Extracted data entries
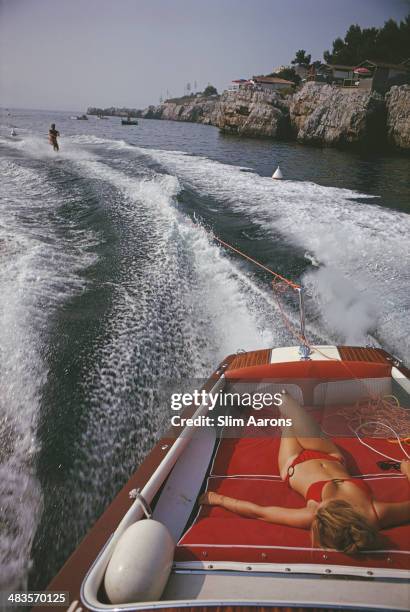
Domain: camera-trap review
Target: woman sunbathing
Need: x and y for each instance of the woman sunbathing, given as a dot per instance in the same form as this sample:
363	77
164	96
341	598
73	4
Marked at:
340	511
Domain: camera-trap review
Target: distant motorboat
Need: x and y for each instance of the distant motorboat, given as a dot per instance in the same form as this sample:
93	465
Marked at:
277	174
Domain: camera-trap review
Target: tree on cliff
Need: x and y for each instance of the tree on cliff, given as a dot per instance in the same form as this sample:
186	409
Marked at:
391	43
301	59
287	73
210	90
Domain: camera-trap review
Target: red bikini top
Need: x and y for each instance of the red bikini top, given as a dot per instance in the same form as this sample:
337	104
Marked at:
315	490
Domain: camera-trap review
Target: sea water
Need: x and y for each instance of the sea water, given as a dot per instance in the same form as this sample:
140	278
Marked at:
110	280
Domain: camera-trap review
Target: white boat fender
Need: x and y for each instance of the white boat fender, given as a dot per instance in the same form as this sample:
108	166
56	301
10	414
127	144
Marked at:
278	173
140	564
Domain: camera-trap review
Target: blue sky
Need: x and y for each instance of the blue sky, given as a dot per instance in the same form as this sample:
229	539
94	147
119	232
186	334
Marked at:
69	54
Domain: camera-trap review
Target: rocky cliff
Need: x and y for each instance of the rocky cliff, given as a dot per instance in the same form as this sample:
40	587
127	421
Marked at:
193	109
398	116
323	114
317	114
250	113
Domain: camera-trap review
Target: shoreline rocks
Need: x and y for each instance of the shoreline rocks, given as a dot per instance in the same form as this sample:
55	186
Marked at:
333	116
398	117
320	115
249	113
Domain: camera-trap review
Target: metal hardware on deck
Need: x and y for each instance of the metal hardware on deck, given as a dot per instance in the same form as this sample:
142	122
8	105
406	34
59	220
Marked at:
304	349
135	494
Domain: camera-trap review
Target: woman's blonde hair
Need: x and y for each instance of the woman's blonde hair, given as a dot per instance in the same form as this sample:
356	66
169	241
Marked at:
337	525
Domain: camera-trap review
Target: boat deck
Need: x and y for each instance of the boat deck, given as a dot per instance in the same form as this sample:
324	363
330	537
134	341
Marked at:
247	468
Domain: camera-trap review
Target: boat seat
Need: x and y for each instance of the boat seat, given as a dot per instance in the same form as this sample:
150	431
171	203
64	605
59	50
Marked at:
253	452
349	391
218	535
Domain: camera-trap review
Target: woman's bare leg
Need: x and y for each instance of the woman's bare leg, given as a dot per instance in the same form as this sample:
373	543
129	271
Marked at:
289	449
308	433
239	506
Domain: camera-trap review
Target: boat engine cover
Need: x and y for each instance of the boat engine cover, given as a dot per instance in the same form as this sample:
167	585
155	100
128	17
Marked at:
140	564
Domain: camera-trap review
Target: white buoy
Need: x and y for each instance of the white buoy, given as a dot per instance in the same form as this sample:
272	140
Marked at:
277	174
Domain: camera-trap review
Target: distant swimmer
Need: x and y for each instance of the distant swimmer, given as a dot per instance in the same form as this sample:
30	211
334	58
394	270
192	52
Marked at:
52	137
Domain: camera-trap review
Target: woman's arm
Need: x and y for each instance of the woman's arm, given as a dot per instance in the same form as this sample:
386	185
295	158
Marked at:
392	514
293	517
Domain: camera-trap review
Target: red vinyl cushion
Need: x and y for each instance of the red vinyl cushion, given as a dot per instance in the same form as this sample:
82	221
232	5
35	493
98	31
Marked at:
219	535
311	369
256	454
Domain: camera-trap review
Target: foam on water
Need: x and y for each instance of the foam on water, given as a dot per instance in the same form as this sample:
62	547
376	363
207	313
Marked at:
37	271
363	248
179	306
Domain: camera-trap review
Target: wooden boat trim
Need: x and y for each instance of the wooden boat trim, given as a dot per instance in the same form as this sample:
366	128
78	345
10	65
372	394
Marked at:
100	540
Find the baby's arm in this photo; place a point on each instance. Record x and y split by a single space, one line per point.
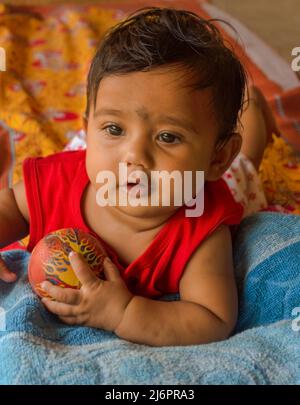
14 222
207 310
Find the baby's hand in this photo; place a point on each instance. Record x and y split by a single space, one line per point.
5 274
98 303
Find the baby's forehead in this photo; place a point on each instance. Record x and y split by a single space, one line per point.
150 93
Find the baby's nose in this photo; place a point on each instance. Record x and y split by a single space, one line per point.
138 154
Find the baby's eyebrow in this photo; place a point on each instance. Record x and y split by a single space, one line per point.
181 122
103 111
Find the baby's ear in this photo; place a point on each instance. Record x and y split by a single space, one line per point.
223 157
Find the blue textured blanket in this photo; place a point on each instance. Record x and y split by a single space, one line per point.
36 348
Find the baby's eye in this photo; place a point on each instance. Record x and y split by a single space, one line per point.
113 130
169 138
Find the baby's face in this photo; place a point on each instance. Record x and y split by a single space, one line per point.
151 122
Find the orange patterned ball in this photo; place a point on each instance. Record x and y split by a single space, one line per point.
49 259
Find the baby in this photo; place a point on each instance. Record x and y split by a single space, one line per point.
164 93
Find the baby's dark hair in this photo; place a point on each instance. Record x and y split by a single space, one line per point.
155 37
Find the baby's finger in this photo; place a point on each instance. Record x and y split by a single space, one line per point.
5 274
66 295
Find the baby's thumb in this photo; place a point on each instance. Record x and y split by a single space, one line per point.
5 274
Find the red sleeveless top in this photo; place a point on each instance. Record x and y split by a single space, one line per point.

[TRY IT] In the records above, find every line containing the word "bikini" and show it.

[SOLUTION TO THE PROBLEM]
Target: red bikini top
Need: x and y for each instance of the red bikini top, given as a dot per instance in the same form as this sample:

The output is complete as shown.